→ Page excerpt:
______

The fly ash, GGBS, M-sand and recycled aggregates were first mixed thoroughly in dry condition and then alkali solution was added to prepare geopolymer concrete. The ratio of alkali solution to fly ash, GGBS is 0.5 to 0.7 to keep the workability at 100±10 mm. The geopolymer concrete was placed in 150 mm cube, cylinder of diameter 150 mm, and beam of 100X100X500 mm.

Geopolymer mortar was also prepared with natural sand and m-sand. Fly ash and GGBS to fine aggregate ratio was 1:6. For geopolymer mortar and cement mortar flow test, compressive strength and bond strength test were conducted. Geopolymer mortar was used as masonry mortar of thickness 15 mm to assemble the geopolymer blocks and tested for bond shear strength.

Results and discussion
Two types of building materials were investigated in this research – Concrete and Mortar.

The compressive strength of different concrete cubes is shown in Figs. 3 and 4 for different ages. The geopolymer concrete specimens which were cured in open air, developed a strength of 60-70% of the corresponding 28 days strength at 7 days.

Compressive strength of different geopolymer and standard concrete at 7 days

The compressive strength of all the types of geopolymer concretes were marginally higher compared to the conventional concrete, except geopolymer concrete with recycled aggregate. It may be due to the poor grain size distribution in recycled aggregate. This is true for 7 and 28 days age.

The split tensile strength of the concrete cylinders are shown in Fig 5. It can be seen that the split tensile strength is marginally higher for all geopolymer concrete cylinder compared to the conventional concrete except in the case of geopolymer concrete with recycled aggregate and geopolymer concrete with M-sand and recycled aggregate.

The flexural strength of the concretes are shown in Fig.6. It can be seen that the flexural strength of geopolymer concrete was marginally higher compared to conventional concrete.

Split tensile strength of various geopolymer concrete and conventional concrete

Geopolymer mortar was tested for flow, compressive strength and shear bond strength in masonry. It was found that for a flow of 100%, the w/c was 1.2, 1.25 & 1.4 for plain cement mortar, geopolymer mortar with natural sand and geopolymer mortar with manufactured sand respectively. The results of the tests are shown in Table 3.

______

→ Provided material:

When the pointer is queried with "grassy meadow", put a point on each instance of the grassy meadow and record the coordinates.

______

→ To-do list:
1. In the geopolymer concrete excerpt, what was the ratio of fly ash and GGBS to fine aggregate in the geopolymer mortar?
2. List the materials that the geopolymer concrete excerpt says were mixed in dry condition before the alkali solution was added.
3. Pick up the geopolymer concrete excerpt after its last sentence and write the next part.

→ Answers for the exercise:
1. 1:6

2. Fly ash, GGBS, M-sand, recycled aggregates

3.
Table 3. Flow values of mortar
Cement mortar (mm) Geopolymer mortar with natural sand (mm) Geopolymer mortar with M-sand (mm)
Flow values 169 166 164
The compressive strength of all the mortars considered at the age of 28 days is shown in figure 7. It was interesting to note that geopolymer mortar with natural sand possess double the strength of cement mortar. The compressive strength of geopolymer mortar with M-sand was marginally higher compared to geopolymer mortar with natural sand.

Figure 8 shows the bond shear strength of different mortar. The bond shear strength was found to be higher in geopolymer mortar with natural sand and manufactured sand compared to plain cement mortar.

Hence, this mortar can be recommended for masonry mortar in structural masonry.

Compressive strength of different mortar

Concluding remarks
Based on the limited study, the following conclusions can be made.
  • Structural concrete can be prepared by replacing all the ingredients by recycled/ waste material including the water.
  • The mechanical properties of geopolymer concrete were higher than concrete conventional concrete.
  • It is possible to prepare geopolymer mortar which can be used as masonry mortar and plastering as it exhibits excellent relevant properties.
  1. Plunge W.H. (2001) Vision 2030: A vision for the U.S. Concrete Industry. Concrete International, Vol. 23, No. 23, Pages 25-34-1.0
  2. Mehta P. Kumar. (2007) Cements and Concrete Mixtures for Sustainability. Procedings of Structural Engineering World Congress 2007, Bangalore, India.
  3. McCaffrey R. (2002) Climate Change and Cement Industry. Global Cement and Lime Magazine, (Environmental Special Issue), Pages 15-19
  4. Malhotra V.M. (1999) Making concrete ‘greener’ with fly ash. ACI Concrete International, Vol. 21, Pages 61-66.
  5. Gajanan M. Sabnis, Kenneth Derucher and Kristin Cooper Carter. (2009) Concrete Construction and Sustainability. ICI Journal, October-Decembe 2009, Pages 9-15.
  6. Davidovits J. (1994) Properties of Geopolymer Cements. First International Conference on Alkaline Cements and Concretes. Kiew state Technical University, Ukraine.
  7. Davidovits J. (1999) Chemistry of Geopolymeric Systems, Terminology. Geopolymer International Conference, France.
  8. Radhakrishna, “Analysis And Assessment of Compressive Strength In FaL-G Composites”, The Journal of Solid Waste Technology and Management, Volume 36, No.2, May 2010, pp 110-127.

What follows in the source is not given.